▸ **Goal of the exercise**: Copy out the lines of the items below exactly, from the line containing "For the trial run, indicate each instance of the red" up to and including the line containing "x=154 y=359".

▸ **Entries provided**:
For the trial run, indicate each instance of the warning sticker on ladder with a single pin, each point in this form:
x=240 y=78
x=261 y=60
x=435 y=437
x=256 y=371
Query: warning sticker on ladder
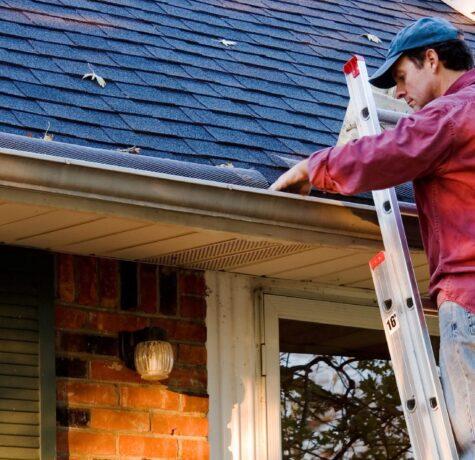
x=392 y=323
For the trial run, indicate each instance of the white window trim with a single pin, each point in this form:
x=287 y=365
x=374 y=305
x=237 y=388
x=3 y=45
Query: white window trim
x=242 y=323
x=279 y=307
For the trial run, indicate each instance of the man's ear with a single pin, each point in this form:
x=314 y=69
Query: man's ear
x=432 y=58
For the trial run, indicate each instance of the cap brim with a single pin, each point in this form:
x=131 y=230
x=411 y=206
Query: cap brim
x=383 y=77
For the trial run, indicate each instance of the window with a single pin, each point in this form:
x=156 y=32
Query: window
x=330 y=388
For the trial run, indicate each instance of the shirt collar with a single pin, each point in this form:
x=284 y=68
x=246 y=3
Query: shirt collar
x=467 y=79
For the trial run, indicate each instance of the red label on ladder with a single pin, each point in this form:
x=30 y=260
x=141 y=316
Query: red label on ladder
x=351 y=66
x=377 y=260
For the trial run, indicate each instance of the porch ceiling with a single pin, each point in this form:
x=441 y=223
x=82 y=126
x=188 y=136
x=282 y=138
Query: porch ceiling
x=91 y=233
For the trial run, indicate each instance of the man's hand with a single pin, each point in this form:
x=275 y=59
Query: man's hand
x=295 y=180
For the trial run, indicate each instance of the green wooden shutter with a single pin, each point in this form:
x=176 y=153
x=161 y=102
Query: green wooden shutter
x=27 y=380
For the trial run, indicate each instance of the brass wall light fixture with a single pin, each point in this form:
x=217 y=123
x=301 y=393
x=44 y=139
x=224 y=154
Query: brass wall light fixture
x=147 y=352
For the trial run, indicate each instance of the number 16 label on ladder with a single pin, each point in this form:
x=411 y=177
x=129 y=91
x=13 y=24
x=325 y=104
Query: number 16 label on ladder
x=392 y=323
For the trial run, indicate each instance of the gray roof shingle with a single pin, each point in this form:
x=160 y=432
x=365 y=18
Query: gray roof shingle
x=175 y=90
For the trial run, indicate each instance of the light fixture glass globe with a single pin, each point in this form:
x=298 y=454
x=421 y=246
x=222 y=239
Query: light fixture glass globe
x=154 y=359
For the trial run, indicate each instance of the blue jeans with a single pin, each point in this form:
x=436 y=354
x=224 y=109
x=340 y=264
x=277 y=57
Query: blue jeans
x=457 y=367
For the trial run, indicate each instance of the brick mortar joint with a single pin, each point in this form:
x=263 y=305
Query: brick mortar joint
x=135 y=313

▸ **Exercise answer**:
For the trial run, indicate each instance of the red label on ladder with a single pin, each point in this form:
x=30 y=260
x=141 y=316
Query: red label on ladder
x=351 y=66
x=377 y=260
For the trial run, indicate each instance of the porch ceiling with a single pin, each point in this form:
x=441 y=223
x=82 y=126
x=188 y=136
x=282 y=138
Query: porch ceiling
x=91 y=233
For the trial run, indicate each instance of the man's hand with a single pin, each point in this form:
x=275 y=59
Query: man's hand
x=295 y=180
For the trial run, indicate each instance of the green wooden shutter with a single pin, each point in this form:
x=176 y=153
x=161 y=102
Query: green wooden shutter
x=27 y=380
For the trial run, indicate each instance of the brass wall light fixture with a single pin, each point in this form:
x=217 y=123
x=301 y=393
x=44 y=139
x=224 y=154
Query: brass wall light fixture
x=147 y=352
For the trial run, indicate each instance of the number 16 label on ladder with a single pin, each point in this form:
x=411 y=177
x=129 y=91
x=13 y=24
x=325 y=104
Query: number 16 label on ladder
x=392 y=323
For the trial run, indicate each instance of the gray roof shingle with a single pin, each point in this form:
x=160 y=432
x=365 y=18
Query: gray roof shingle
x=175 y=90
For the trial run, indicate each instance of the light fixture glass globe with a single pin, each point in this form:
x=298 y=454
x=421 y=246
x=222 y=239
Query: light fixture glass globe
x=154 y=359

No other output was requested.